§ What to work on: In the baccarat forum post below, reproduce the passage that begins with "In a word, we" and ends with "unprofitable) the betting.", without changing any word or punctuation mark.

§ Text section:

^^^^^^^^^^^^^^^^

Hi KFB!
We're looking forward to hear your report! 

as. 

At baccarat complexity is represented by numerous factors working together but at the end we just care about the destiny of our bet.

We know that some patterns are slight (or very slight) more likely to appear first than others, when not we may be interested to assess if they'd come out as 'second' (one losing step); in the event we missed both the first and the second attempt, we could reach the conclusion that the actual  'environment' doesn't fit the requisites making something 'more probable'.

In a word, we try to restrict and at the same time taking the best of the complexity by challenging a kind of binomial 'random' world to make 'too few' opposite environments along any shoe dealt.
Obviously when an environment had surpassed the empirical two step cutoff, we need a kind of 'signal' to stop (when profitable) or to restart (when unprofitable) the betting.

Recreational players and the vast majority of bac players hope that few environments appear for long in the same shoe or, worse, that the silence environment 'must' show up sooner or later and they try to force probabilities by increasing their bets.

^^^^^^^^^^^^^^^^

§ Data provided:

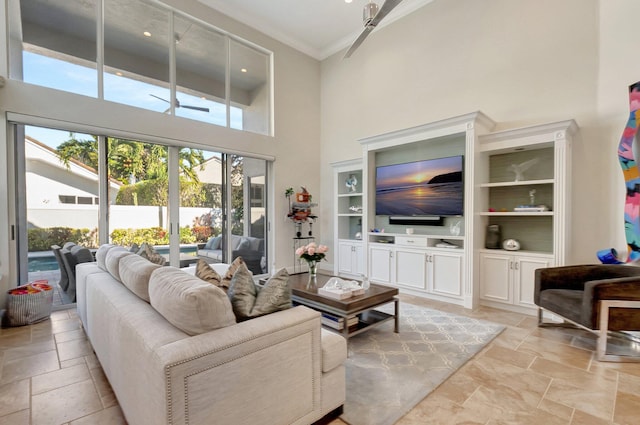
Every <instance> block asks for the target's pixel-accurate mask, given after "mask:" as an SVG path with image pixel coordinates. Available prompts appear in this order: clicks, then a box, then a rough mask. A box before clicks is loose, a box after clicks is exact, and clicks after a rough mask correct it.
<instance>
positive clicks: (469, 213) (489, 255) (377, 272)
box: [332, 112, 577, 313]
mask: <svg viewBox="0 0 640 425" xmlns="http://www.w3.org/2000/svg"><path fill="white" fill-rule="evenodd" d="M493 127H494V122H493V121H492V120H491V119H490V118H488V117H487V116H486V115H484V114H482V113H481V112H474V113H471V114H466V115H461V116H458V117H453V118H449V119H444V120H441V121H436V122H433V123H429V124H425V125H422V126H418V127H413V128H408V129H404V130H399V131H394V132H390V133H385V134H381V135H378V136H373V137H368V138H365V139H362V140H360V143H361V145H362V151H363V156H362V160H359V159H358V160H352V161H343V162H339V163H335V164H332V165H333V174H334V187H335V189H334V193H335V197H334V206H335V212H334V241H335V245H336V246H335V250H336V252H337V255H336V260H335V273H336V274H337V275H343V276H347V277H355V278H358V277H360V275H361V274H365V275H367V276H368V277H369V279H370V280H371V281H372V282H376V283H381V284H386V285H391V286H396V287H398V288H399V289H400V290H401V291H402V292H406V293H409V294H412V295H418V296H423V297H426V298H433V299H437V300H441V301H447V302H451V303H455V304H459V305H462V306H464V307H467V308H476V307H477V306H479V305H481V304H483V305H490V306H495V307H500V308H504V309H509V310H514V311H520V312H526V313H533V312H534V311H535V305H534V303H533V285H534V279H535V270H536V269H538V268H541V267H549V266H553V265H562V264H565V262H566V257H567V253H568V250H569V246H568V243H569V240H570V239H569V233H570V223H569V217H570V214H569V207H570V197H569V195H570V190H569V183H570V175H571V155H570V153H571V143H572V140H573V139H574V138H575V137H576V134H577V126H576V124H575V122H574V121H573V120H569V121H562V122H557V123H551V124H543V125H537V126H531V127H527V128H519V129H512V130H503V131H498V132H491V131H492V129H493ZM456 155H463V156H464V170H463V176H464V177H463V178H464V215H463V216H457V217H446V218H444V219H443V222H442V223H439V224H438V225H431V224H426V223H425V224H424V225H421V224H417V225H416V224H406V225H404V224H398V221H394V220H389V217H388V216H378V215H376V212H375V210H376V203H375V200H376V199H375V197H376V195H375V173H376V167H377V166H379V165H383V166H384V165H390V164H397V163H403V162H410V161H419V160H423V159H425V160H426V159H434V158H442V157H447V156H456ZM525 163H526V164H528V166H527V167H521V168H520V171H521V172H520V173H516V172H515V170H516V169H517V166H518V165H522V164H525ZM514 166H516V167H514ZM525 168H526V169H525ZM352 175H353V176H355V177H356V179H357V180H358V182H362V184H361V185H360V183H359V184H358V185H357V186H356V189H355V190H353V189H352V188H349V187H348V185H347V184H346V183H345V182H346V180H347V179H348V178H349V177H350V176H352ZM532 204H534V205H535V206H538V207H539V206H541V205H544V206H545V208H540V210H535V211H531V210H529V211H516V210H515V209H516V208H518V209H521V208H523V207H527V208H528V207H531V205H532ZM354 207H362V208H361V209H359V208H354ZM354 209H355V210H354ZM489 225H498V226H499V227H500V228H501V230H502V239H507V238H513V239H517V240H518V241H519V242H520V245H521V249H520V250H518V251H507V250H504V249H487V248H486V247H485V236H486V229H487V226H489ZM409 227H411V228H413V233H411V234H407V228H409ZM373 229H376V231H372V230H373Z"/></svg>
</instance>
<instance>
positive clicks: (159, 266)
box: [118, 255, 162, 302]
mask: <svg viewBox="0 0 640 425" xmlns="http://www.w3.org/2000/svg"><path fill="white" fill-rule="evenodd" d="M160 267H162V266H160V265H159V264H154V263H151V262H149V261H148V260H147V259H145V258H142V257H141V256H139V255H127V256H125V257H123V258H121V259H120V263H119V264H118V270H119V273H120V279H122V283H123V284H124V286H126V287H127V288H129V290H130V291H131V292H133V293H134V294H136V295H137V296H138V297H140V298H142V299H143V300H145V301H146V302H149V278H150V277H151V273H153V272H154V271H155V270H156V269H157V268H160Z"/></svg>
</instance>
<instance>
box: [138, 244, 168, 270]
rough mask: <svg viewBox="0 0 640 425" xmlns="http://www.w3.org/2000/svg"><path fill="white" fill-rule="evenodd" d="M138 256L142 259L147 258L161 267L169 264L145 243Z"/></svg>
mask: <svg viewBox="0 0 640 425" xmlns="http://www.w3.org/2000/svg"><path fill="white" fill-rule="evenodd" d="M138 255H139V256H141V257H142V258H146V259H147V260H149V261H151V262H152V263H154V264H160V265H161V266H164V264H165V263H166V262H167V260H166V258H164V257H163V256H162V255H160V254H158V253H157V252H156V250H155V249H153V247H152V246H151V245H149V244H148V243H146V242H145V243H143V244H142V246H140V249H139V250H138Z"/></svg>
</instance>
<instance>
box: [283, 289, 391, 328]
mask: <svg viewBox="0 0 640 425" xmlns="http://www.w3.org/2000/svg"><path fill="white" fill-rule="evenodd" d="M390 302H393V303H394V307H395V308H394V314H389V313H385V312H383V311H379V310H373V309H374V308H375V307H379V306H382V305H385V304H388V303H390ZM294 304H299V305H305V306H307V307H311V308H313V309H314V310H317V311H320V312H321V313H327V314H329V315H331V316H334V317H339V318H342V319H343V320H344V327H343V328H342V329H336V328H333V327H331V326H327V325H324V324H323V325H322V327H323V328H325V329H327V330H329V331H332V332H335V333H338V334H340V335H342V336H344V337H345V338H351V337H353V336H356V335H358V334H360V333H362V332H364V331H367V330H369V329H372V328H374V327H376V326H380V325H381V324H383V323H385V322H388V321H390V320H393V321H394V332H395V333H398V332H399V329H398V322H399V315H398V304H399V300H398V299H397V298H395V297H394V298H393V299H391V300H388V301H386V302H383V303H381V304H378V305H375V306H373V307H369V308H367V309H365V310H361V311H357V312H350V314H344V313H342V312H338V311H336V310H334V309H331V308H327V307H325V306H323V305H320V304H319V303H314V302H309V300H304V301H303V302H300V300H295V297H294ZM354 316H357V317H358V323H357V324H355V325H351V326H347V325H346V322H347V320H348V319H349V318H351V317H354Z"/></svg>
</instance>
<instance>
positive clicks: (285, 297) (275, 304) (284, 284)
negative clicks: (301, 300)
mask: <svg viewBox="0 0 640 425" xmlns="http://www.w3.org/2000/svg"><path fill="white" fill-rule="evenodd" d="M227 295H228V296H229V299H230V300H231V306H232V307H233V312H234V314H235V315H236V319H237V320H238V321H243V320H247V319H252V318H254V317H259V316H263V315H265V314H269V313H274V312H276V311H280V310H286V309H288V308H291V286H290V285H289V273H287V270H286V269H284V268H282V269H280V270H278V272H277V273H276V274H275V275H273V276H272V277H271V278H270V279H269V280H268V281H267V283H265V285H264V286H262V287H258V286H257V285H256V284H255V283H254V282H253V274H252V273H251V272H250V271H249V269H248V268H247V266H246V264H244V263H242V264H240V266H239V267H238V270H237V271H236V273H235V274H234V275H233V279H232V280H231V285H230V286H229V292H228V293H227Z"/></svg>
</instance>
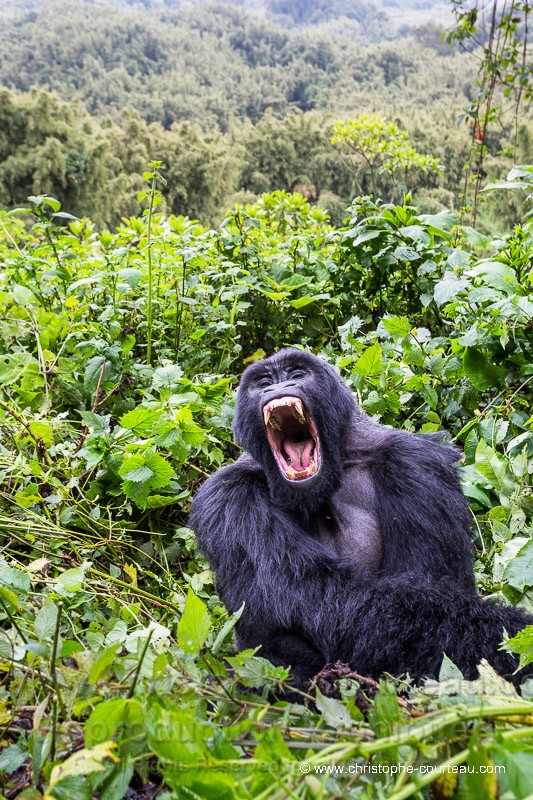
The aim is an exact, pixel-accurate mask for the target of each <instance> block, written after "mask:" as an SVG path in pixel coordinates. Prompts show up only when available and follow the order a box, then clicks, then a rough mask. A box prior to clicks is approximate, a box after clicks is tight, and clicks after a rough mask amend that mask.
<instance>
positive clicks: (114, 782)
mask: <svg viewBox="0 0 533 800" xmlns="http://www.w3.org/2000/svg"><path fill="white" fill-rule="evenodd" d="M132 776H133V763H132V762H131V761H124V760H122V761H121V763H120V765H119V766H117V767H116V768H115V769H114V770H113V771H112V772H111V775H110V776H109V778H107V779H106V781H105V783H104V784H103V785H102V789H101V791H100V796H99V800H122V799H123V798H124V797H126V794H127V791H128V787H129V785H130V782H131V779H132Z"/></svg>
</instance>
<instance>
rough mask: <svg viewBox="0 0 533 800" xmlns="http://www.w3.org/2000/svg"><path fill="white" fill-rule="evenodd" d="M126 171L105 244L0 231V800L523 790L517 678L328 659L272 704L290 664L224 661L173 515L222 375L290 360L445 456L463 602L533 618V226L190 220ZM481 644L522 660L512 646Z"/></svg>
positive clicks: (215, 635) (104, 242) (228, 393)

^^^^^^^^^^^^^^^^

§ Reply:
In a word, we try to restrict and at the same time taking the best of the complexity by challenging a kind of binomial 'random' world to make 'too few' opposite environments along any shoe dealt.
Obviously when an environment had surpassed the empirical two step cutoff, we need a kind of 'signal' to stop (when profitable) or to restart (when unprofitable) the betting.